QUOTED PASSAGE:
►
The description which follows may refer to the componentry of the machine in such spatial terms as “forward,” front,” “rear,” “upper,” “lower,” “left,” “right,” “behind,” etc. Terms such as these, which depend on the specific spatial orientation of the components, are intended for the aid of the reader, and except as incorporated into the claims, they are not intended as a limitation on the possible orientation of components in any possible alternate, but covered, embodiment of the invention. Except as consistent with the law of claim interpretation, the drawing and following description are only illustrative of the invention.

For orientation of the reader to the drawing, and for ease of beginning of reading of the following detailed description, a brief description of the drawing is as follows:

FIG. 1 is a front elevation view of the preferred netting machine of the invention;

FIG. 2 is a front elevation view of the preferred clipper of the preferred embodiment, with the sides of the clipper to the left and right sides, and with the direction of product movement through associated machinery and the clipper being from one side to another, left to right, or alternatively, right to left;

FIG. 3 is a side elevation view of the preferred clipper of FIG. 2, from the right side of FIG. 2;

FIG. 4 is another side elevation of the clipper of FIG. 2 from the opposite side from FIG. 3;

FIG. 5 is a cross-section view of the clipper along line 55 in FIG. 2, showing in part and especially the clip rails as they enter the die supports and the dies of the clipper; and

FIG. 6 is an exploded perspective view of the clipper of FIG. 2 with the front, as in FIG. 2, facing to the lower left, the right side facing to the lower right, the left side facing to the upper left, with the clip rails separated from the main body of the clipper, and with the drive and punches also separated from the main body.
◄
WHAT YOU SHOULD DO: Could you extend the patent description above of the netting machine and its clipper, carrying on after its entry for FIG. 6?

EXTRACTED DATA:
►
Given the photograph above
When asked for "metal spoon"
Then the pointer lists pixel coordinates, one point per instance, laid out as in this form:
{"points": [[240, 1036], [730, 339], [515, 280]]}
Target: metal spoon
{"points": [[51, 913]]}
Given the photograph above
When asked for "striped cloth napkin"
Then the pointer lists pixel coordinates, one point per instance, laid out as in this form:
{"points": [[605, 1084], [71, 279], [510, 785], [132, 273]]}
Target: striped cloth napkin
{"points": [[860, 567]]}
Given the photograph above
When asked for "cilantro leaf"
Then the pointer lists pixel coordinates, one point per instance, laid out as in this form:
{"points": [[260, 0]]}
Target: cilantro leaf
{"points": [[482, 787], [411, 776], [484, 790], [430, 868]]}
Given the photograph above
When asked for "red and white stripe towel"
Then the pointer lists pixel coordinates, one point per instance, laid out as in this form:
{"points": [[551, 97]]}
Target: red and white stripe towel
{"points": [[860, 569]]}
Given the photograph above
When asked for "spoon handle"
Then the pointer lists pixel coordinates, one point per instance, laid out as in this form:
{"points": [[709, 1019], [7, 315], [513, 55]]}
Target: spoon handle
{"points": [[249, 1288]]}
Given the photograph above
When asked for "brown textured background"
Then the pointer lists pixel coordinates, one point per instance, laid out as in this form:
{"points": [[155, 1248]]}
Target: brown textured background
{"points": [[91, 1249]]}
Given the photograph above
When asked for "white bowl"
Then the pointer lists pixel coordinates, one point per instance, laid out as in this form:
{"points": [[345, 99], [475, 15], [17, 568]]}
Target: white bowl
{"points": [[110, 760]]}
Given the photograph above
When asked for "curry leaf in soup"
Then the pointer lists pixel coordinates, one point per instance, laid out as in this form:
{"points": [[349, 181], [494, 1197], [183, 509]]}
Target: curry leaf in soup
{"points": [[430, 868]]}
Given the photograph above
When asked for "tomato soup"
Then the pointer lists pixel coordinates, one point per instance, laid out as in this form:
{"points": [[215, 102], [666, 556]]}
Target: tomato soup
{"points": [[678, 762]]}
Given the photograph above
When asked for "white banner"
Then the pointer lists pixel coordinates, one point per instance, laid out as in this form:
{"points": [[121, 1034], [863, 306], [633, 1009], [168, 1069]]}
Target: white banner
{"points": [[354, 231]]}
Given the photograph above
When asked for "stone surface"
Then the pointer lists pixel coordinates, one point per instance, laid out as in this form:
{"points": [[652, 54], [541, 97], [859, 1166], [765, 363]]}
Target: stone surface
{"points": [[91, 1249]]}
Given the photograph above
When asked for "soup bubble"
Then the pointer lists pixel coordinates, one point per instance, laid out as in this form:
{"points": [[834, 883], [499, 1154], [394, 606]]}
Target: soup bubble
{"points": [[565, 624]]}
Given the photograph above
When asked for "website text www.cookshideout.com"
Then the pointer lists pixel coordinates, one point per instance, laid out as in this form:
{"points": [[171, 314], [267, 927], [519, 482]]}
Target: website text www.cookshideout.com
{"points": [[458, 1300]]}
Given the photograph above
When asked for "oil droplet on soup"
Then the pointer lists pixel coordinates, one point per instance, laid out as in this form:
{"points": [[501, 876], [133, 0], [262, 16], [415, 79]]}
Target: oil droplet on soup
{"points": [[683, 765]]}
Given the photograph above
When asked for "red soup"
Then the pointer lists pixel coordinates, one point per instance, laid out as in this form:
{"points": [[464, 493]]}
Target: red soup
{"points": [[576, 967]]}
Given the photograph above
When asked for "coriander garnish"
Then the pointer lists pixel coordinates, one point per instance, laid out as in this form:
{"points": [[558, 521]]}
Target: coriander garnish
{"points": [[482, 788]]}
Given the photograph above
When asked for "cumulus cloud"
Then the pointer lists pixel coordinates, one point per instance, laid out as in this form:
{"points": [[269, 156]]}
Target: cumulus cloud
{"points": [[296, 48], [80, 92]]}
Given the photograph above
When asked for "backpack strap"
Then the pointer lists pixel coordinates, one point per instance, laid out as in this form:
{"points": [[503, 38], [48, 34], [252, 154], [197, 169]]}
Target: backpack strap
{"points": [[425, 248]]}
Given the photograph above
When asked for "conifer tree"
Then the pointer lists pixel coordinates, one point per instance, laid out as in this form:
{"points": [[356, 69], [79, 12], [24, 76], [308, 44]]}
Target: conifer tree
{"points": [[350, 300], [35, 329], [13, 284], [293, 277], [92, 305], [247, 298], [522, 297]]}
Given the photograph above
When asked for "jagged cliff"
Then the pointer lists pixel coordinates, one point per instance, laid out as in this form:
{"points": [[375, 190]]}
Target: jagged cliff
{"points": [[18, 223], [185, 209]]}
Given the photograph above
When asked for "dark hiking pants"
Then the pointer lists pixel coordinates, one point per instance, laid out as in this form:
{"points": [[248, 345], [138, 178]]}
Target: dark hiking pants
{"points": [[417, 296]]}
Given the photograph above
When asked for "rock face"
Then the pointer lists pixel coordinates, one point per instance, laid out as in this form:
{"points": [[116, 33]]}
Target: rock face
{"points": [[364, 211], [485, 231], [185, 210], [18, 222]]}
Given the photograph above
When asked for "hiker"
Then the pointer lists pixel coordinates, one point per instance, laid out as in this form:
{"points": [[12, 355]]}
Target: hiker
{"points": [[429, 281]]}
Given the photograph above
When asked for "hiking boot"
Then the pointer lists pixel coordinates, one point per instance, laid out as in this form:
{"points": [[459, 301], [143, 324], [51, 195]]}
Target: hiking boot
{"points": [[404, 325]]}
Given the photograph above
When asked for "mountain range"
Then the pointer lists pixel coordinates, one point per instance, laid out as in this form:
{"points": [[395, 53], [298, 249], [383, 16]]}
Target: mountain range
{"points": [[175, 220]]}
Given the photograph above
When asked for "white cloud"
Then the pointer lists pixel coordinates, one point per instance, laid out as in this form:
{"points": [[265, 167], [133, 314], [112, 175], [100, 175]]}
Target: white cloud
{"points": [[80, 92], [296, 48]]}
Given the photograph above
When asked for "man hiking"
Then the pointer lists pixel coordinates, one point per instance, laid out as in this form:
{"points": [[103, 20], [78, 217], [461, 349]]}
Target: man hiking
◄
RIGHT ANSWER:
DETAILED DESCRIPTION OF THE PREFERRED EMBODIMENT

The preferred product netting machine of the invention, as in FIG. 1, is a machine 20 that comprises, in major part, a chute 22, a product receiver or platen 24, voiders in the area 42, and a clipper 100 (FIGS. 2–6). The chute 22 receives products, such as dressed turkeys 30, serially through a chute receiving end 32, as from a conveyor 34, and discharges them serially into netting preferably rucked on the chute. The products are manually placed on the conveyor. As each product arrives at the product receiver or platen or tray, the voiders operate to form a rope section of the netting behind the product, at the chute's discharge end. The clipper 100 also clips the netting, to complete the netting of the product, and clips and cuts the netting to create the starting end of the next netted product. With a machine as described, products are serially or successively netted and clipped. The mechanisms of the invention are under the control of a pneumatic controller, with operator input (not shown).

The machine also includes a netting handle former in the area 42. This former operates to loop the rope section behind the product, before clipping, to form a looped handle for a product in the rope section of the netting. The netting that is clipped behind the products is the netting formed into the loops or handles, and thus, the clips that are put on by the clipper 100 secure the loops in a consistent size and condition.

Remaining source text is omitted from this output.